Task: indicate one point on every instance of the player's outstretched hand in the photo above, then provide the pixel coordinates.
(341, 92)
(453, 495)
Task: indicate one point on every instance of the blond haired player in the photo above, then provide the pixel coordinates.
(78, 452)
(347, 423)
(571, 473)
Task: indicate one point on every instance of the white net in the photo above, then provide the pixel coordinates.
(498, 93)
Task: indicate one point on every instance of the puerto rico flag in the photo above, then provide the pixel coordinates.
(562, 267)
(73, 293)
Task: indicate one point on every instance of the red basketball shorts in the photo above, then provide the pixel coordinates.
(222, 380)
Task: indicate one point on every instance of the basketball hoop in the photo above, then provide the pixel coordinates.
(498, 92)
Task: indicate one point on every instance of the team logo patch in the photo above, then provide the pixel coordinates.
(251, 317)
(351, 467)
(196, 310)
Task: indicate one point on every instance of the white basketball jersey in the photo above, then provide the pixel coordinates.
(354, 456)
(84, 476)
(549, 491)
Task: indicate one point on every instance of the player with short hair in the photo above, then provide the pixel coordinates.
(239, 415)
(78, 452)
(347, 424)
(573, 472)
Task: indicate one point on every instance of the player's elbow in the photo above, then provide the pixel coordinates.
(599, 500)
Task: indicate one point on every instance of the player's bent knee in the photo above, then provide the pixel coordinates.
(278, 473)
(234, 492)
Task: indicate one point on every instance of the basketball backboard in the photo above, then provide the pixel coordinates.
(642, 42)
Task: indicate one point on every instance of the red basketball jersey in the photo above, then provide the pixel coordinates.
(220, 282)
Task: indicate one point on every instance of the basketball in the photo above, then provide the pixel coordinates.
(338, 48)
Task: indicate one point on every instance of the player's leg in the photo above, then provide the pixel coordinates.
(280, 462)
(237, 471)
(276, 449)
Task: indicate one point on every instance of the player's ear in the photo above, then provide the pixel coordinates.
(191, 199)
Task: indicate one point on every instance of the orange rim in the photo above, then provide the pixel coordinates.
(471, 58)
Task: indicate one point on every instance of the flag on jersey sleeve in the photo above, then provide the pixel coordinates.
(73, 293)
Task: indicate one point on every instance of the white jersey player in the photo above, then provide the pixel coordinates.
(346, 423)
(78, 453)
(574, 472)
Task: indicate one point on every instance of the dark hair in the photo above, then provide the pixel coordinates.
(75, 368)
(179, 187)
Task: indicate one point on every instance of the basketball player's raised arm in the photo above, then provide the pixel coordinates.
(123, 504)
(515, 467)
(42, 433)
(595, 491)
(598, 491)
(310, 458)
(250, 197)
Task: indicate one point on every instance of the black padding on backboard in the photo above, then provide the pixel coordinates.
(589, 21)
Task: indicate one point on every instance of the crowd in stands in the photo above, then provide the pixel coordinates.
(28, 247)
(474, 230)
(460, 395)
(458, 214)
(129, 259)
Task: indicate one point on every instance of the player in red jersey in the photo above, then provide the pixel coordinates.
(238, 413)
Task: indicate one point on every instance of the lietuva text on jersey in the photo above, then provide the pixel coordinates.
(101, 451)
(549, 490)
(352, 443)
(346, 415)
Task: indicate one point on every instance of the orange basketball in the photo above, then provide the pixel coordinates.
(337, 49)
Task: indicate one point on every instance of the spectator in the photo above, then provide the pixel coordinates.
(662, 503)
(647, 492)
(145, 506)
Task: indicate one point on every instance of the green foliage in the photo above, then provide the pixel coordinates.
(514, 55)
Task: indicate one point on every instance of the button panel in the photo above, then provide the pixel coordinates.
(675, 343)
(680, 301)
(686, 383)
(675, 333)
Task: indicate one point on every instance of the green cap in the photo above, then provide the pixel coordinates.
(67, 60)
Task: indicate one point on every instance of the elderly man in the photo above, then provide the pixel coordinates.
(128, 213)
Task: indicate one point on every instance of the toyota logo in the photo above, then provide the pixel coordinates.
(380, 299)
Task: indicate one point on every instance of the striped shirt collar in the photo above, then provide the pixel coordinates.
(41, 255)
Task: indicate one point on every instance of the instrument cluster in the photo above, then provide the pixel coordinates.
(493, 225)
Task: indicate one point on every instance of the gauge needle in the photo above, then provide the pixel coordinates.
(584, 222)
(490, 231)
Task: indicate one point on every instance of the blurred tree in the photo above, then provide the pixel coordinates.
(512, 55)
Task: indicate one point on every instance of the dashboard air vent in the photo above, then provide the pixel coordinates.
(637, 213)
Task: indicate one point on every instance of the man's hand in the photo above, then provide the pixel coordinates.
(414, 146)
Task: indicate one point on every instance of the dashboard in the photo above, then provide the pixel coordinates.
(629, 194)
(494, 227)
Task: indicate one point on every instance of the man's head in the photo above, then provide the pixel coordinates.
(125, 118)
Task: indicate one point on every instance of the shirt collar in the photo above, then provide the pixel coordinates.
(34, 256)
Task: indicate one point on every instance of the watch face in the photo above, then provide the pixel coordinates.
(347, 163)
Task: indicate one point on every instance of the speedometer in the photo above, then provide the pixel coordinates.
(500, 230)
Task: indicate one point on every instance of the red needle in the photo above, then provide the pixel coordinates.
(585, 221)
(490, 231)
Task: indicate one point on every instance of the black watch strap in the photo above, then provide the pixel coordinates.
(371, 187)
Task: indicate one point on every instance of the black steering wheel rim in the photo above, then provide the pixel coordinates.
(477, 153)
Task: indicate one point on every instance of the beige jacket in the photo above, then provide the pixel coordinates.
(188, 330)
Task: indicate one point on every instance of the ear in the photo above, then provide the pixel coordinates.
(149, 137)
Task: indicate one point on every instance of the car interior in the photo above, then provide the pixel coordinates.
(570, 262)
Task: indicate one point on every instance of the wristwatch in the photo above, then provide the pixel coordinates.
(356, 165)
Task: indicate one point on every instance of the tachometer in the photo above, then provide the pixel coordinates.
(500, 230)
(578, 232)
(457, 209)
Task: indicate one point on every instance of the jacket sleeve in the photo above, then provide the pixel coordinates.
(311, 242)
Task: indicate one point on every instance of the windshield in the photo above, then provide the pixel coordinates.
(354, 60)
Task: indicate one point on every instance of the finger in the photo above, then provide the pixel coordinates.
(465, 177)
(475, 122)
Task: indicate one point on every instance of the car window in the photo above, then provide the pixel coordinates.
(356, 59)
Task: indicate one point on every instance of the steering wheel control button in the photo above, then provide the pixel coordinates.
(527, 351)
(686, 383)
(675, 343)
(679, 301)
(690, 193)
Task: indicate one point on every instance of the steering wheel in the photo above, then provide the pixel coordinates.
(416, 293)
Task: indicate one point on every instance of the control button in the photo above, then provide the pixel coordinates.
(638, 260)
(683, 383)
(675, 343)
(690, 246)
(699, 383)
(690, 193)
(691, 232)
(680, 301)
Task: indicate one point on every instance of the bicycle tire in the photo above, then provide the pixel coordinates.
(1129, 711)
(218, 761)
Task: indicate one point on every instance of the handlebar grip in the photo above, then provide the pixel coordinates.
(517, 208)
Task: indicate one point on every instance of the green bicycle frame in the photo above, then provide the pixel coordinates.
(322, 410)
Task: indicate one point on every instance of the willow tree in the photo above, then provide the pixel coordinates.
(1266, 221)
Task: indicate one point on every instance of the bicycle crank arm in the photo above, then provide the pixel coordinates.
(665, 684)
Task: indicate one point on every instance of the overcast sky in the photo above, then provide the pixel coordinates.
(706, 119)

================

Faithfully transcribe the whole of the data.

Task: indicate one point on every instance of the player's outstretched hand in the photo above, then provide the pixel coordinates.
(341, 92)
(453, 495)
Task: indicate one point on every instance of the blond haired player in the photo above, then provide the pixel coordinates.
(78, 452)
(347, 423)
(571, 473)
Task: indicate one point on every instance of the white net in the photo above, then provide the pixel coordinates.
(498, 93)
Task: indicate one point on every instance of the puerto rico flag in the photo above, then provide the pixel coordinates.
(562, 267)
(73, 293)
Task: indicate one point on every instance of the red basketball shorts in the photo above, then provide the pixel coordinates.
(222, 380)
Task: indicate one point on every instance of the basketball hoop in the photo above, then provide the pixel coordinates.
(498, 92)
Task: indicate one point on every instance of the team logo patch in the photo above, then provide the pixel coordinates.
(251, 317)
(351, 467)
(196, 310)
Task: indicate one point on every instance of the white basketball jersey in the photo above, then provide the pixel coordinates.
(354, 456)
(84, 476)
(549, 491)
Task: indicate one point on every instance of the player with short hair in the photo above, then provide the pixel coordinates.
(239, 415)
(78, 452)
(347, 424)
(573, 472)
Task: indicate one point on every instance of the player's elbow in the photo above, then provide the pixel coordinates.
(599, 500)
Task: indicate one point on every instance of the player's bent knee in the photo above, then provide the pixel coordinates.
(278, 473)
(234, 492)
Task: indicate one point on every instance of the basketball backboard in the photo above, then provide the pixel coordinates.
(642, 42)
Task: indicate one point on every instance of the red basketball jersey in the photo above, then provide the pixel coordinates.
(220, 282)
Task: indicate one point on every instance of the basketball in the photo above, then provide the pixel coordinates.
(338, 48)
Task: indicate one point on every instance of the player's leg in the photo above, then provide the pixel coordinates.
(280, 462)
(237, 471)
(276, 449)
Task: indicate one point on every instance of the player's ear in the photo above, then provide the pixel coordinates.
(191, 199)
Task: indicate one point on every instance of the orange rim in the photo above, then provide the pixel coordinates.
(471, 58)
Task: indicate one point on every instance of the flag on jersey sleeve in the photo above, then provide the pixel coordinates.
(73, 293)
Task: indicate one point on every instance of the white jersey player in the photo above, then provide the pixel coordinates.
(346, 423)
(78, 453)
(574, 472)
Task: indicate one point on every instance of the dark hair in the photo above, then provide the pixel coordinates.
(75, 368)
(179, 187)
Task: indicate one point on every instance of the basketball player's raised arm in the photo above, then provide the pixel coordinates.
(123, 504)
(515, 467)
(42, 433)
(595, 491)
(598, 491)
(310, 458)
(250, 197)
Task: indicate one point on every instance of the black padding on backboard in the photo above, then provide the pixel coordinates.
(589, 21)
Task: indicate one point on every instance of the crowd in stands in the photo above, then provide the pixel coordinates.
(28, 247)
(474, 230)
(460, 395)
(458, 214)
(129, 259)
Task: indicate one point on every instance of the player in red jersey in the photo above, then provide the pixel coordinates.
(238, 413)
Task: indicate one point on every instance of the lietuva text on jersey in the photo above, then provide the pixel coordinates.
(101, 451)
(549, 490)
(352, 443)
(346, 415)
Task: indicate one point on every instance of the orange basketball in the photo above, then provide the pixel coordinates.
(337, 49)
Task: indicate one point on every instance of the spectator in the photo above, then provide the pixel coordinates.
(662, 503)
(647, 492)
(145, 506)
Task: indicate one point on every instance of the green foliage in the photo above, then provide the pixel coordinates.
(514, 55)
Task: indicate one point on every instance of the button panel in the photo above, then provide the pixel coordinates.
(675, 343)
(680, 301)
(686, 383)
(675, 333)
Task: indicate one point on every instance of the green cap in the photo above, then provide the pixel coordinates.
(67, 60)
Task: indicate one point on every instance of the elderly man in the photo above, then provide the pixel coordinates.
(128, 213)
Task: indicate one point on every instance of the toyota logo in the photo above, then provide the pixel coordinates.
(380, 299)
Task: indicate one point on every instance of the striped shirt collar in the photo above, then provide the pixel coordinates.
(41, 255)
Task: indicate one point on every instance of the instrument cluster in the photo above, then provide the pixel coordinates.
(493, 225)
Task: indicate one point on every instance of the gauge needle in the photo above, then provide the pixel coordinates.
(584, 222)
(490, 231)
Task: indicate one point on every instance of the blurred tree in the photo above, then provide the pixel coordinates.
(512, 55)
Task: indicate one point on every instance of the dashboard air vent in the photo above, then provide the pixel coordinates.
(637, 213)
Task: indicate one point on every instance of the man's hand in the photo above, then provide the pixel coordinates.
(414, 146)
Task: indicate one point on every instance of the dashboard in the photo above, then provide the pixel coordinates.
(629, 194)
(494, 227)
Task: indicate one point on every instance of the man's head in the photo above, then provide the pixel coordinates.
(125, 118)
Task: indicate one point on every instance of the shirt collar in the photo above, then provide the pixel coordinates.
(34, 256)
Task: indicate one point on every instance of the watch face in the photo above, then provide the pixel coordinates.
(347, 163)
Task: indicate one point on every instance of the speedometer in the photo above, then provide the pixel coordinates.
(500, 230)
Task: indicate one point on every instance of the red needle in the photo above, then provide the pixel coordinates.
(585, 221)
(490, 231)
Task: indicate one point on every instance of the black watch strap in the photo above, then provide the pixel coordinates.
(371, 187)
Task: indicate one point on every instance of the black steering wheel rim in the photo above, then provide the pixel coordinates.
(477, 153)
Task: indicate one point on every instance of the beige jacket in the photo above, then provide the pixel coordinates.
(188, 330)
Task: indicate one point on every instance of the ear in the photo above, then provide the pixel coordinates.
(149, 137)
Task: indicate one point on every instance of the car interior in the photo above, then provide the pixel coordinates.
(570, 262)
Task: indicate one point on every instance of the wristwatch in the photo above, then provide the pixel coordinates.
(356, 165)
Task: indicate one point on every instance of the tachometer in the photo above, then provide the pixel coordinates.
(500, 230)
(578, 232)
(457, 209)
Task: indicate one point on every instance of the jacket sleeve in the photo above, then provide the pixel coordinates.
(311, 242)
Task: indicate one point on every instance of the windshield in the photo above, then provide the pixel coordinates.
(354, 60)
Task: indicate one point on every instance of the finger in the photo above, then provide the pixel coordinates.
(465, 177)
(475, 122)
Task: indicate one point on every instance of the car window in the photo above, then provide the pixel coordinates.
(356, 59)
Task: indicate one point on every instance of the steering wheel control button in the photo above, then provide the pixel coordinates.
(527, 351)
(686, 383)
(675, 343)
(679, 301)
(690, 193)
Task: indicate one point on every instance of the steering wheel in the photo above, then provide the pixel coordinates.
(416, 293)
Task: indicate one point on every instance of the control button in the photo above, then provide the pixel coordinates.
(638, 260)
(683, 383)
(675, 343)
(690, 246)
(699, 383)
(690, 193)
(691, 232)
(680, 301)
Task: indicate one point on every instance of the bicycle tire in the photo above, then provide the pixel coordinates.
(1129, 711)
(218, 761)
Task: indicate one point on every instance of the handlebar grip in the photo above, then provide the pixel coordinates.
(517, 208)
Task: indicate one point on every instance of the green bicycle frame in the photo above, then provide the pixel coordinates.
(322, 410)
Task: indicate one point on every instance of the willow tree in the photo above, then provide the pixel coordinates.
(1266, 221)
Task: indicate one point on every instance of the bicycle crank arm in the photo above, then provide the pixel coordinates.
(665, 684)
Task: indicate one point on every instance of the overcast sky in the photo above, then provide the pixel coordinates.
(706, 119)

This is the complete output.